> [Objective]:
Add 28 to every coordinate in the reported points, and write out again in full the items from the line with "like point(929, 141)." through the line with "point(108, 196)", both lines included, leaving the rules and their sample points as they are.

***

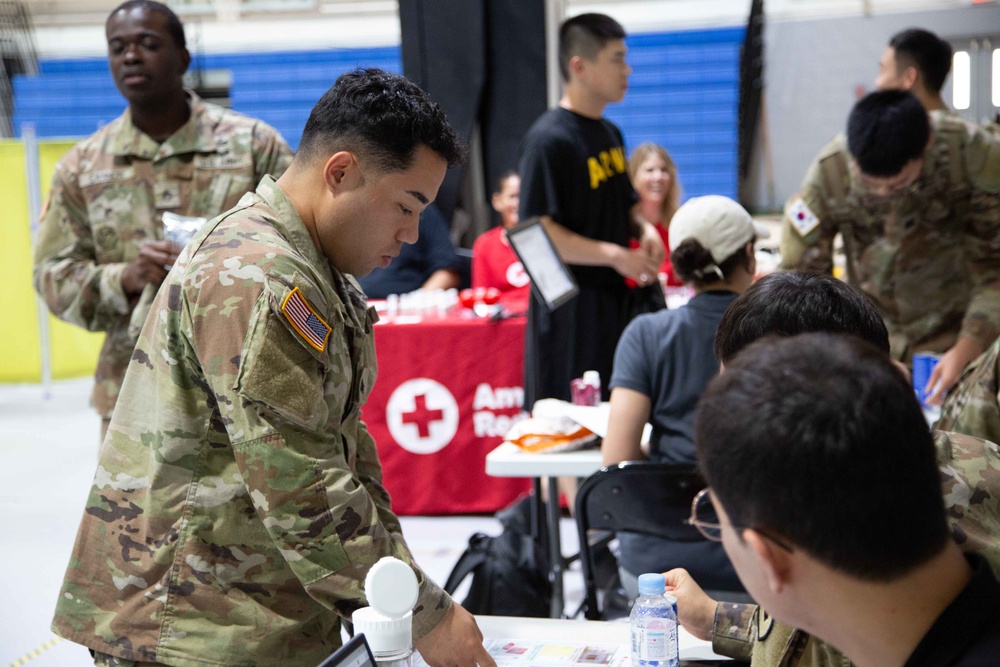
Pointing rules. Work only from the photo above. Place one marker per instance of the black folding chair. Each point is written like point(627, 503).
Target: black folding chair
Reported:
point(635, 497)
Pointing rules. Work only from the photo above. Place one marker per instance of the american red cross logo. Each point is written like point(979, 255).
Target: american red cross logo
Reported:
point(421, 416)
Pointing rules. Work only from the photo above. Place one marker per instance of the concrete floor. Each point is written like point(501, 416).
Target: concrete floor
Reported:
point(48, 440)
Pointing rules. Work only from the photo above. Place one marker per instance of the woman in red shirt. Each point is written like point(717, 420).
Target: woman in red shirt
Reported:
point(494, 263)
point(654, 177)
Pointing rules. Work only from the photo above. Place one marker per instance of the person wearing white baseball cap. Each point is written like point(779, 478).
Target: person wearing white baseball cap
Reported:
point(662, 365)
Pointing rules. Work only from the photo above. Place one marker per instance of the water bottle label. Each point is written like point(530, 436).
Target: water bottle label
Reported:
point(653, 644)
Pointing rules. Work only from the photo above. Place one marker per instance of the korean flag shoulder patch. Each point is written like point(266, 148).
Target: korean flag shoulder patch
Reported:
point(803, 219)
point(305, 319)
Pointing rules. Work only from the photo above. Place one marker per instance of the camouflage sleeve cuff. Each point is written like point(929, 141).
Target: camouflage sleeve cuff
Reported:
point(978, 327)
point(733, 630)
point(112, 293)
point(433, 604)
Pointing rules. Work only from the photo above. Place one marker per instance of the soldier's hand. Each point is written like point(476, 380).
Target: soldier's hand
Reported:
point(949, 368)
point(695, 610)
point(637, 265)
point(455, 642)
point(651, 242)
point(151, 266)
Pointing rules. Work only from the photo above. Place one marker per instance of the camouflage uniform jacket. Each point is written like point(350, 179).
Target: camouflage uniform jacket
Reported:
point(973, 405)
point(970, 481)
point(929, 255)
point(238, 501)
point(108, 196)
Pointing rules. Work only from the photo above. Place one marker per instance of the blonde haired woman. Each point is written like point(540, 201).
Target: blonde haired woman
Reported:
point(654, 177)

***

> [Exercise solution]:
Pointing rules. Work only from the photo above. Place one marker per instance of the camouflage sleeve cuff. Each point is written like point(929, 141).
Target: camouflage sleeve cuff
Reported:
point(1006, 355)
point(761, 658)
point(140, 321)
point(461, 632)
Pointing rules. Work only from the photo above. Place one marker per instance of the soldier's hand. Each point is written like point(476, 380).
Target: soldier's hand
Reported:
point(977, 396)
point(723, 638)
point(665, 293)
point(483, 670)
point(679, 270)
point(179, 294)
Pointing rules. Work only from the photo above. Place one marker per instance of the camouflage uniform jacket. Each point is written like point(350, 179).
Target: camouflage uniform jacket
Reported:
point(1001, 433)
point(998, 509)
point(957, 283)
point(266, 529)
point(136, 224)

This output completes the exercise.